- _INFORMATION GIVEN_:
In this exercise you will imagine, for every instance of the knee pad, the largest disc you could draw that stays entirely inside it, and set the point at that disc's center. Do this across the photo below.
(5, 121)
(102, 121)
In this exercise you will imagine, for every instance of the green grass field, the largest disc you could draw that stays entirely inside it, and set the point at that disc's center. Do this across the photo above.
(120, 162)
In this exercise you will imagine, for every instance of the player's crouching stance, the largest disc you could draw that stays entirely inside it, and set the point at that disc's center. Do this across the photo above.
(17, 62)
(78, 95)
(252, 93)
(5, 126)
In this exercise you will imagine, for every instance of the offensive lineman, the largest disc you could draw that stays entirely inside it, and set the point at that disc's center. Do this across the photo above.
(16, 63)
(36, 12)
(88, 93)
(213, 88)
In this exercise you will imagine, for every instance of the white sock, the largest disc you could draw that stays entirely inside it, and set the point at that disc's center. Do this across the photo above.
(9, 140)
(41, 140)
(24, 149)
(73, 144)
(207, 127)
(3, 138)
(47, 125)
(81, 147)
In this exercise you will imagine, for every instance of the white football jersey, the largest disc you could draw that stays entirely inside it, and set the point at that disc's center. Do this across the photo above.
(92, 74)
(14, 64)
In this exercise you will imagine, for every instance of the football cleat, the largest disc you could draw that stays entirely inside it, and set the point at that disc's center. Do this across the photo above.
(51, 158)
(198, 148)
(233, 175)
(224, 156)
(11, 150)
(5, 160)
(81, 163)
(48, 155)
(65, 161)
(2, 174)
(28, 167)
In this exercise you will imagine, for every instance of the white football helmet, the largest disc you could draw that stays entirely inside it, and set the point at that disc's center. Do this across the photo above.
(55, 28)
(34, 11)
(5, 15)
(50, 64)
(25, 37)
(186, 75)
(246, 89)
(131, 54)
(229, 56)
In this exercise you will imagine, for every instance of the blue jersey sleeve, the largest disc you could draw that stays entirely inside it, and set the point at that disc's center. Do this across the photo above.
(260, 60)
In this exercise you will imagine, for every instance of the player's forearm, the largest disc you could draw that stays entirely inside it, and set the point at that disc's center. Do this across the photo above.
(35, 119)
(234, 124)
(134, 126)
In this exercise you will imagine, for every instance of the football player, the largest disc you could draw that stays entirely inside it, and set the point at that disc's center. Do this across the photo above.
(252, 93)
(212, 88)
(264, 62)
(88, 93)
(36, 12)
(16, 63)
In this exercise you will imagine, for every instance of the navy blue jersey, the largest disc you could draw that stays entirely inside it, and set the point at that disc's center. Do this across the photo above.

- _WHAT YOU HAVE TO DO_:
Copy out all of the data above, word for word, leaving every line and coordinate unchanged.

- _EXERCISE OUTPUT_:
In this exercise you will imagine, for every instance of the knee pad, the largest disc you could draw that stays entirely inside it, and set the point at that disc's center. Do this across the photo below.
(5, 121)
(102, 121)
In this exercise you will imagine, for every instance of the green grass field, the largest disc you could draw that stays entirely inside it, and set the point at that disc's center. Do this across the photo above.
(120, 162)
In this exercise you will imagine, for every instance of the player's crouching stance, the largest disc you could draw that stays entirely inside it, and set the point at that disc's center. Do this across the photo above.
(17, 62)
(78, 95)
(252, 93)
(5, 126)
In this exercise you will imagine, for every instance of the offensive lineman, the largest disc you could draw that stays entirely inside it, and set the point at that disc's center. Do this across the photo above.
(16, 63)
(36, 12)
(88, 93)
(213, 88)
In this exercise you will imagine, for every instance of the white sock, the largest disc you could draw that stays entirely inside it, and set the point at that disc's center. Do this across the photo above.
(9, 140)
(41, 140)
(24, 149)
(73, 144)
(207, 127)
(3, 138)
(47, 125)
(81, 147)
In this exercise you will imagine, for every instance of the white football jersey, the largest disc you could draw that stays entirely inside it, and set the point at that disc's center. Do this across the photo above.
(92, 74)
(14, 64)
In this exercise you will imagine, for every instance of the football cleat, the largest disc you could draw that stays entirely inside it, and set the point at that disc's center. Do this across the photo above.
(51, 158)
(198, 148)
(233, 175)
(224, 156)
(11, 150)
(5, 160)
(81, 163)
(48, 155)
(65, 161)
(2, 174)
(28, 167)
In this exercise you will imagine, for every instance of the white football helmet, the largest disc you could draw that stays entirely inside it, and set the point at that disc's center. Do this across the photo above.
(55, 28)
(34, 11)
(5, 15)
(50, 64)
(25, 37)
(186, 75)
(246, 89)
(131, 54)
(229, 56)
In this exercise you will imagine, for every instance of the blue jersey sleeve, the largest disc you could draw that stays entirely inside it, and set the point at that disc's center. Do this across the photo above.
(260, 60)
In this exercise you will imagine, for every instance of the player's forearm, the largest disc you could draw that stays entirely inside it, and set the point at that disc's center. Do this across the photo above.
(35, 119)
(234, 124)
(134, 126)
In this exercise you will imagine, for every instance of the football player, the largest disc you could draw that stays entirely inside it, and set the point at that disc's center. Do this across the photo above.
(252, 93)
(212, 88)
(264, 62)
(88, 93)
(36, 12)
(16, 63)
In this exercise you will imagine, for every instance of the navy blue jersey, the largest disc you could draw that stays entirely inside it, and set the point at that disc's center. Do this across the photo above.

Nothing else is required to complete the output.